The National Premier Soccer League and Premier Development League will both crown new champions this year, with one side looking to win back-to-back titles… in different leagues.

[ MLS STADIA NEWS: Orlando City | Miami ]

The National Premier Soccer League opts to play its Final Four at home grounds of the higher seed over two weekends, and that puts New York Cosmos B and Chattanooga FC in the driver’s seats.

On Saturday, the star-loaded Cosmos B will host CD Aguiluchos USA at Hofstra Soccer Stadium, and will be heavy favorites. Cosmos B is coached by former MLS Cup MVP Alecko Eskandarian, and his club has crushed the competition in the majority of its matches.

They’ve conceded just 7 times to go with 49 goals scored, with MLS vets like John Neeskens joined by up-and-comers like Haji Wright. CD Aguiluchos was the 4th seed in the West, and are named in honor of the El Salvadoran power.

The other semifinal is on Saturday as well, with last year’s runners-up in Chattanooga FC hosting Indiana Fire from the Midwest Conference. The Fire are the darlings of the tournament, using a late-season surge to get into the playoffs. They won’t be favored in Tennessee, where Chattanooga’s crowd is rowdy and ready to avenge last year’s Championship loss.

========================================

▶ [EXERCISE AIM] Write out everything in the soccer playoffs article from "The National Premier Soccer League and" down to "the driver’s seats.".

========================================

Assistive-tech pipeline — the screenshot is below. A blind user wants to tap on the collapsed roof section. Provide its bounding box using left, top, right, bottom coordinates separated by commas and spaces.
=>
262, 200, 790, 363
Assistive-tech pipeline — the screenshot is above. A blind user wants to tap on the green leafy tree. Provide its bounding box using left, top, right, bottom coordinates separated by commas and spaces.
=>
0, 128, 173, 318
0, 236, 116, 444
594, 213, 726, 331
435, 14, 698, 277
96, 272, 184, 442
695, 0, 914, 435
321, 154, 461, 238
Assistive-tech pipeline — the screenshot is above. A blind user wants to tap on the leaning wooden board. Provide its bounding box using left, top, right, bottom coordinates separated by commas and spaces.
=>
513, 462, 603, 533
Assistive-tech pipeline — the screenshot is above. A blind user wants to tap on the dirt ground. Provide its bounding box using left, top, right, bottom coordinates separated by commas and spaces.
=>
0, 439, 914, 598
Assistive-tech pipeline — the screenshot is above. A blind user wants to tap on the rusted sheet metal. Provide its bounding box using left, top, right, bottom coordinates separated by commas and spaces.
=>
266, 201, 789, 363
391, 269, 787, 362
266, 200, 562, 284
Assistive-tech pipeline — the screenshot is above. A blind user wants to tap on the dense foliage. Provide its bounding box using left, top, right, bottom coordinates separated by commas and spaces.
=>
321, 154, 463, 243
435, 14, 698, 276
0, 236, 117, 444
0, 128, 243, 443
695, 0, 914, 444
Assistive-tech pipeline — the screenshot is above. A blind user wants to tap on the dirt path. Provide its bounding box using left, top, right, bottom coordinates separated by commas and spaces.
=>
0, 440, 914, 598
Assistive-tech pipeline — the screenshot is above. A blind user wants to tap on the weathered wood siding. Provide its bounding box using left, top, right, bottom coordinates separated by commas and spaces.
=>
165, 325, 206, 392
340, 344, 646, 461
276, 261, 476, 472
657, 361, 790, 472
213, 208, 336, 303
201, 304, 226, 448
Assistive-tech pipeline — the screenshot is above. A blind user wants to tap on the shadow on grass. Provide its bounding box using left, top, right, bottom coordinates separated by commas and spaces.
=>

========================================

▶ [RESPONSE BELOW]
The National Premier Soccer League and Premier Development League will both crown new champions this year, with one side looking to win back-to-back titles… in different leagues.

[ MLS STADIA NEWS: Orlando City | Miami ]

The National Premier Soccer League opts to play its Final Four at home grounds of the higher seed over two weekends, and that puts New York Cosmos B and Chattanooga FC in the driver’s seats.